**Exercise goal**.
Render the items below as a two-column CSV with the headers item_text and answer, giving one row per item, each value in a single quoted field with line breaks replaced by spaces. Omit the pictures.

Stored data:
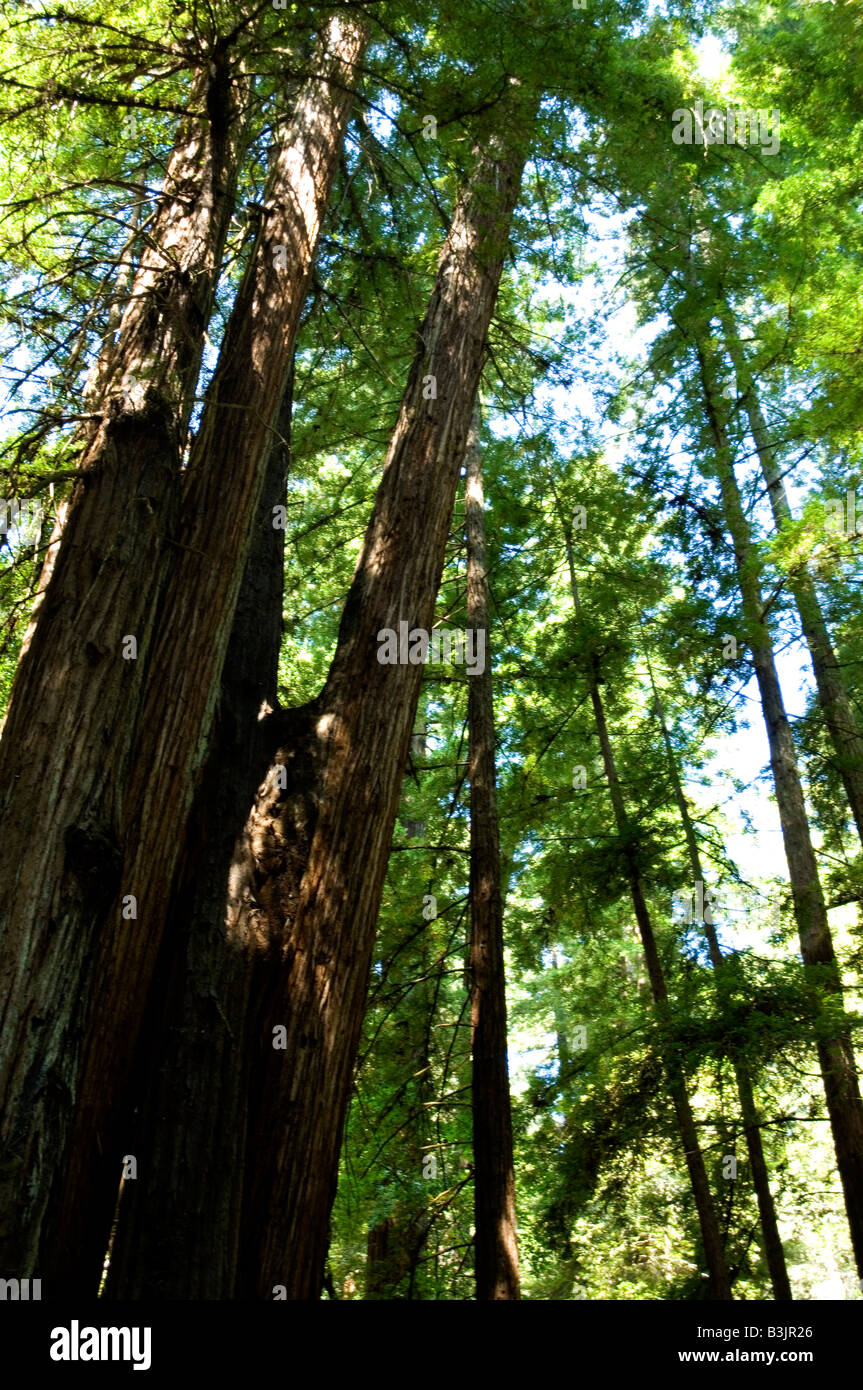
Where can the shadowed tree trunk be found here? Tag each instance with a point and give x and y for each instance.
(495, 1241)
(191, 635)
(712, 1240)
(760, 1179)
(833, 695)
(178, 1230)
(835, 1054)
(74, 706)
(318, 847)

**Right answer**.
item_text,answer
"Where can the shadowed tree trunk be found here? Tag each instance with a point and give x and y for each instance.","(495, 1241) (191, 635) (712, 1240) (760, 1179) (833, 695) (178, 1230) (835, 1054) (74, 706) (318, 847)"